## Exercise 1
Answer these questions about the bug report, each on its own line.
(a) How many confirmed bugs does the overview describe?
(b) Which file does Bug 1 concern?
(c) How many story points does the report list?
## Exercise 2
In the bug report, write out the passage that begins at "Three confirmed bugs" and stops after "method hangs indefinitely.", substituting "forever" for "indefinitely".

## Excerpt
★ ★ ★ ★ ★ ★ ★
Type: Task
Resolution: Done
Priority: Major - P3
Fix Version/s: None
Affects Version/s: None
Component/s: None
Labels:
None

Assigned Teams:

Cluster Scalability
Backwards Compatibility:
Fully Compatible
Story Points:
2
CAR Domain/s:
None

Aha! Reference:
None
Tracking Level:
None
Risk Status:
None
Exec Notes:
None
Goal Name(s):
None
Goal Link:
None

Base commit 849369eda5291c6299cfccf9e4d551443f586779

Resharding Hang/Deadlock Bug Analysis

Overview

Three confirmed bugs in the MongoDB resharding state machines where SharedPromise objects are not guaranteed to be fulfilled on all exit paths. Each affected promise is returned as a raw future (no withCancellation wrapper) from a public getter. If the promise is never fulfilled, any caller of the corresponding await* method hangs indefinitely.

The common fix pattern for all three: add the missing ensureFulfilledPromise calls to _runMandatoryCleanup's error block.

Bug 1: Donor `_inBlockingWritesOrError` Never Fulfilled on Abort or Stepdown

File: src/mongo/db/s/resharding/resharding_donor_service.cpp

Root Cause

The promise _inBlockingWritesOrError is fulfilled in exactly one place: the onCompletion handler of _runUntilBlockingWritesOrErrored. That handler has an early return that skips fulfillment when the operation is aborted or the primary steps down:

// ~line 453
.onCompletion([this, executor](Status status) {
    if (_cancelState->isAbortedOrSteppingDown()) {
        return ExecutorFuture<void>(**executor, status);  // EARLY RETURN — no promise fulfillment
    }
    {
        std::lock_guard<std::mutex> lk(_mutex);
        ensureFulfilledPromise(lk, _inBlockingWritesOrError);
    }
    return ExecutorFuture<void>(**executor, status);
})

_runMandatoryCleanup (the "always runs" cleanup) fills the other promises on error but omits _inBlockingWritesOrError:

// ~line 605
>;if (!status.isOK()) {
    std::lock_guard<std::mutex> lk(_mutex);
    ensureFulfilledPromise(lk, _inDonatingOplogEntries, statusForPromise);
    ensureFulfilledPromise(lk, _changeStreamsMonitorStarted, statusForPromise);
    ensureFulfilledPromise(lk, _changeStreamsMonitorCompleted, statusForPromise);
    ensureFulfilledPromise(lk, _critSecWasAcquired, statusForPromise);
    ensureFulfilledPromise(lk, _critSecWasPromoted, statusForPromise);
    ensureFulfilledPromise(lk, _completionPromise, statusForPromise);
    // BUG: _inBlockingWritesOrError is missing
}

abort() (~line 1518) also does not fulfill it.
★ ★ ★ ★ ★ ★ ★
## Entries provided

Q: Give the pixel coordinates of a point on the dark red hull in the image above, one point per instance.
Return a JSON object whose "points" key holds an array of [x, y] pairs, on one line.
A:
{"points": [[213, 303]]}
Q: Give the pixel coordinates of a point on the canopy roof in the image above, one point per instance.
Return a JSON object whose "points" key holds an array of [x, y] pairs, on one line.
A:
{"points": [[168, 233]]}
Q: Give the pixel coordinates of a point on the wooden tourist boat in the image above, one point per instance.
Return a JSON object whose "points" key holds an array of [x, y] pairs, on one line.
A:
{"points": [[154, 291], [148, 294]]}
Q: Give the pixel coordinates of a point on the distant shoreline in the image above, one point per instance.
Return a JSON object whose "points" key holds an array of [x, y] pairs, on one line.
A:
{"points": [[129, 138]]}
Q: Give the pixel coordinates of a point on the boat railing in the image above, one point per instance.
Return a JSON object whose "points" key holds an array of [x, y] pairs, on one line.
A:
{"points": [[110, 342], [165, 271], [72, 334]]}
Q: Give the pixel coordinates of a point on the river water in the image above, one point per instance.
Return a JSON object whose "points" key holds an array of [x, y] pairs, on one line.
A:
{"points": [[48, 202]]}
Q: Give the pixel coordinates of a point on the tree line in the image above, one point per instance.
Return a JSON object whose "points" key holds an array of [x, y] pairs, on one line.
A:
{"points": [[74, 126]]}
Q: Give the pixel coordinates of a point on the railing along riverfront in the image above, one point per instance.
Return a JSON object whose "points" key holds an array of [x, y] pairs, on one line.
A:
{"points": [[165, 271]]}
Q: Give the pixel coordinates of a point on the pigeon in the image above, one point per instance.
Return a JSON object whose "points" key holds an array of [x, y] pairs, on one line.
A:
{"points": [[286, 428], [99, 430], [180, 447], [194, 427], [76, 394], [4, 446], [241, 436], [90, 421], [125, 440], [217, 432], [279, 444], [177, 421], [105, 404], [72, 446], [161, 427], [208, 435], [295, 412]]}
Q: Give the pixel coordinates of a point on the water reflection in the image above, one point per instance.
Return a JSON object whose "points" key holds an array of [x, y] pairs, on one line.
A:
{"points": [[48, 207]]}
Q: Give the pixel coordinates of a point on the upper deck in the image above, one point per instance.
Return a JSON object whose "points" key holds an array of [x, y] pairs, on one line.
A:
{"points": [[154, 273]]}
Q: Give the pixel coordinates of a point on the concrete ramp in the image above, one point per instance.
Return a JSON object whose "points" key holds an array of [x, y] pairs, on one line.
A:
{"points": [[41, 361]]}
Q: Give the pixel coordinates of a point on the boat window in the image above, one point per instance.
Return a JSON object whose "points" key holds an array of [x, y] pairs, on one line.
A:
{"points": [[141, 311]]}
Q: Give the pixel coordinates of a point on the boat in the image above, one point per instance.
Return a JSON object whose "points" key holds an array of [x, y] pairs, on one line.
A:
★ ★ ★ ★ ★ ★ ★
## Final answer 1
(a) Three
(b) src/mongo/db/s/resharding/resharding_donor_service.cpp
(c) 2

## Final answer 2
Three confirmed bugs in the MongoDB resharding state machines where SharedPromise objects are not guaranteed to be fulfilled on all exit paths. Each affected promise is returned as a raw future (no withCancellation wrapper) from a public getter. If the promise is never fulfilled, any caller of the corresponding await* method hangs forever.